### ASSIGNED TASK
In the text below on done and ready in agile software development, copy out word for word everything from "Meaning that in" down to "contract for features)".

### PROVIDED TEXT

────────────────────

Not to make sweeping generalizations, but a lot of people involved in software development and technology are on the cutting-edge. This means we like to be first, always learning, and get excited about what we’re working on. These tendencies naturally created the frenetic software development era of the 80’s, 90’s, and early 2000’s – all-night coding sessions, weekends spent at the office writing and fixing code, and the ultimate rush of the product release.

Thankfully, agile software development has largely erased these frenetic days and months of development, testing, fixing, release, and patching. However, as software developers, testers, designers, and product owners, we still have that desire for excitement and satisfaction. The question then is how to achieve and maintain these rewards with the steady and flexible approaches of agile software development.

It all comes down to being ready. For many teams, the aspect of ready is overlooked or not even acknowledged. All agile software development teams are familiar with the meaning behind done and know how critical this label is to the success path. The same value must be applied to being ready.

Done vs. Ready

It’s not uncommon for agile software development teams to be confused over the differences between done and ready or to simply ignore the importance of these two success variables.

The Agile Alliance defines done as: The team agrees on, and displays prominently somewhere in the team room, a list of criteria which must be met before a product increment “often a user story” is considered “done”. Failure to meet these criteria at the end of the sprint normally implies that the work should not be counted towards that sprint’s velocity.

In other words, the team agrees on the measurable factors that must be met to guarantee the story work is completed. By applying the status of done to a story, the team is stating that this piece of work has been properly coded, thoroughly tested, bugs are fixed, and it’s ready to be integrated into the product or feature. Of course, each team must create its own unique definition of done, the key being that the application of the done label is not rushed or pushed on work that is in fact not done.

The Agile Alliance defines ready as: By analogy with the “Definition of Done”, the team makes explicit and visible criteria (generally based on the INVEST matrix) that a user story must meet prior to being accepted into the upcoming iteration.

Meaning that in order for a story to move from the product backlog to the iteration, it must meet a set of defined criteria. The purpose of this so-called staging process is to ensure that stories are clearly defined and understood before the team begins the development, quality assurance, and design processes.

By using the INVEST matrix as a reference in defining the definition of ready, the team knows that they are keeping the best interest of the team, the organization, the client, and the overall goals of the project in focus. In brief, the INVEST matrix ensures that each story is:

  • Independent (of all others)
  • Negotiable (not a specific contract for features)
  • Valuable (or vertical)
  • Estimable (to a good approximation)
  • Small (so as to fit within an iteration)

────────────────────

### Stored records
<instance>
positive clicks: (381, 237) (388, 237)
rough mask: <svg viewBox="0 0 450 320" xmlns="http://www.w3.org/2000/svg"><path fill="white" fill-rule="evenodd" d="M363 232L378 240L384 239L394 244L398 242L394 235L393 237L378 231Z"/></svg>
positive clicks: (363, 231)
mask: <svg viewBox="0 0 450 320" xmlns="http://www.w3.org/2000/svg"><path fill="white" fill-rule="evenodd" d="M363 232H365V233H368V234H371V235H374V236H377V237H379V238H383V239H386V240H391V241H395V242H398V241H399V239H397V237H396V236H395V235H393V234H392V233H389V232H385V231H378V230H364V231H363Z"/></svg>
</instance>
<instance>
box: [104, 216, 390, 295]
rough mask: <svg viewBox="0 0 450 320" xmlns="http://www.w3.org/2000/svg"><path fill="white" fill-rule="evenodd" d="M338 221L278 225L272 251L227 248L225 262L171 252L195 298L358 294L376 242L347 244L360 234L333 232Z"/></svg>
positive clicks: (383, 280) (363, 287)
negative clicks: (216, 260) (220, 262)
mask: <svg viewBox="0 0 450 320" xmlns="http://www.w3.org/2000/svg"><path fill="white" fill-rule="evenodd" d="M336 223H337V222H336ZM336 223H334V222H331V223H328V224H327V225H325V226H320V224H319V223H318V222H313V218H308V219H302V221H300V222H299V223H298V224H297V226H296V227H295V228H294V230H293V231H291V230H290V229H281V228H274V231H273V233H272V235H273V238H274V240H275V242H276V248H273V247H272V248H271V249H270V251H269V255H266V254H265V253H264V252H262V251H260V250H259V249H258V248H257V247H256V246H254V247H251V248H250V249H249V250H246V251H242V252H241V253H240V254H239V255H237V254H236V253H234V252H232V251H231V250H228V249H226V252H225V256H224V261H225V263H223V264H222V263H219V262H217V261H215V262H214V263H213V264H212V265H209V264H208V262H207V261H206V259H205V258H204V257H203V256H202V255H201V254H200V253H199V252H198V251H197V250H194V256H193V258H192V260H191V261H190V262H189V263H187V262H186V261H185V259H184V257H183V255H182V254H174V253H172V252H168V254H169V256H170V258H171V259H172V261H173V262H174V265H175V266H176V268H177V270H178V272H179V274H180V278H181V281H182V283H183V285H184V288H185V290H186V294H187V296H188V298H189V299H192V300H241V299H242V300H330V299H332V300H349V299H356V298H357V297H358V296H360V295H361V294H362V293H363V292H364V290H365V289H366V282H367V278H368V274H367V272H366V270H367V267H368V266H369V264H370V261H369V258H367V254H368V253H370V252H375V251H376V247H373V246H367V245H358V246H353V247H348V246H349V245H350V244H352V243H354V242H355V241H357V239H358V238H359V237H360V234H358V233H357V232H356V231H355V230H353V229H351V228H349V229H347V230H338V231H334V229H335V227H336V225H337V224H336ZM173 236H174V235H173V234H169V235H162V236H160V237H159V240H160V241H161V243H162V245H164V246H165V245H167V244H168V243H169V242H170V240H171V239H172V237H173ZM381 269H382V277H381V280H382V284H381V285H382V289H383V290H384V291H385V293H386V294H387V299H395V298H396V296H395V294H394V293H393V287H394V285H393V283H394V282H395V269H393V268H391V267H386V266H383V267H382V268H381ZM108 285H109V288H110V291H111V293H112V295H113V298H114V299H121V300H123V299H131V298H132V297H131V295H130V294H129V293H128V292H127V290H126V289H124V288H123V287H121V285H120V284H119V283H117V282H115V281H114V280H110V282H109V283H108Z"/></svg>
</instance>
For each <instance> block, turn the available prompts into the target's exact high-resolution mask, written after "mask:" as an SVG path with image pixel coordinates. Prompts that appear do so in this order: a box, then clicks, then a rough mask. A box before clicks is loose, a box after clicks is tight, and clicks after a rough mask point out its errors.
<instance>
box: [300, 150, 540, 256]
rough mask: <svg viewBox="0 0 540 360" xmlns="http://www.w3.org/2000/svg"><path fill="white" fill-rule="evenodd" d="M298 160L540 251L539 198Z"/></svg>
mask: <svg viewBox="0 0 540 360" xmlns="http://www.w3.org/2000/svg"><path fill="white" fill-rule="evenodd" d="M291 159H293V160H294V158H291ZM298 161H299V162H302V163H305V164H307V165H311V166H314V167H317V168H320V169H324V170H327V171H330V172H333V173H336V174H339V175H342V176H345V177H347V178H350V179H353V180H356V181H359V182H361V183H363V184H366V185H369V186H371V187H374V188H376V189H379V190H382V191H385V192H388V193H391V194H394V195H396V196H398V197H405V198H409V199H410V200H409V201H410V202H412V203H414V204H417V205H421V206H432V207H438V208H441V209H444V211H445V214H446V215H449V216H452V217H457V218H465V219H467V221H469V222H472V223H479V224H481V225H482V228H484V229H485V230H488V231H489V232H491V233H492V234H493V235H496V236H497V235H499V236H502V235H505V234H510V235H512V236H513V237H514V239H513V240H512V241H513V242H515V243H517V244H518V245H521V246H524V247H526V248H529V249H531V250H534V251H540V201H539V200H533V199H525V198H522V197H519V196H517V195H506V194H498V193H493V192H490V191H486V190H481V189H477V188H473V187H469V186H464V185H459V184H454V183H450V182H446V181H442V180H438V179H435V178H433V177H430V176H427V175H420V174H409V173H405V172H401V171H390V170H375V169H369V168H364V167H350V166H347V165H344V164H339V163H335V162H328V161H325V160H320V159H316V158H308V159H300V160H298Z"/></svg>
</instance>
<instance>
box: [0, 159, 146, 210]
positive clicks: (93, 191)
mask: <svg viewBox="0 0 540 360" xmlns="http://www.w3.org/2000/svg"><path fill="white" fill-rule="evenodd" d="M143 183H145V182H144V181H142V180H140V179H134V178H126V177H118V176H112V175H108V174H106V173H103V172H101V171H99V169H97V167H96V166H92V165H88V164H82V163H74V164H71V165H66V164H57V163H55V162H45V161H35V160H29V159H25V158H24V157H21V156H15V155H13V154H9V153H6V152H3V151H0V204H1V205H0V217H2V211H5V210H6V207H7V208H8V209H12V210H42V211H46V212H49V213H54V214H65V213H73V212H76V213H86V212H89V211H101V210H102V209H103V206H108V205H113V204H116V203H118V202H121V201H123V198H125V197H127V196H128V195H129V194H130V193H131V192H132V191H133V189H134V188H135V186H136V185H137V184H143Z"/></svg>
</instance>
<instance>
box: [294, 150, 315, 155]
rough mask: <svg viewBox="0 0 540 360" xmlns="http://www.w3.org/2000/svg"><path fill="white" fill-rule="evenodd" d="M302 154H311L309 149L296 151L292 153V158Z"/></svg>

────────────────────

### RESULT OF THE TASK
Meaning that in order for a story to move from the product backlog to the iteration, it must meet a set of defined criteria. The purpose of this so-called staging process is to ensure that stories are clearly defined and understood before the team begins the development, quality assurance, and design processes.

By using the INVEST matrix as a reference in defining the definition of ready, the team knows that they are keeping the best interest of the team, the organization, the client, and the overall goals of the project in focus. In brief, the INVEST matrix ensures that each story is:

  • Independent (of all others)
  • Negotiable (not a specific contract for features)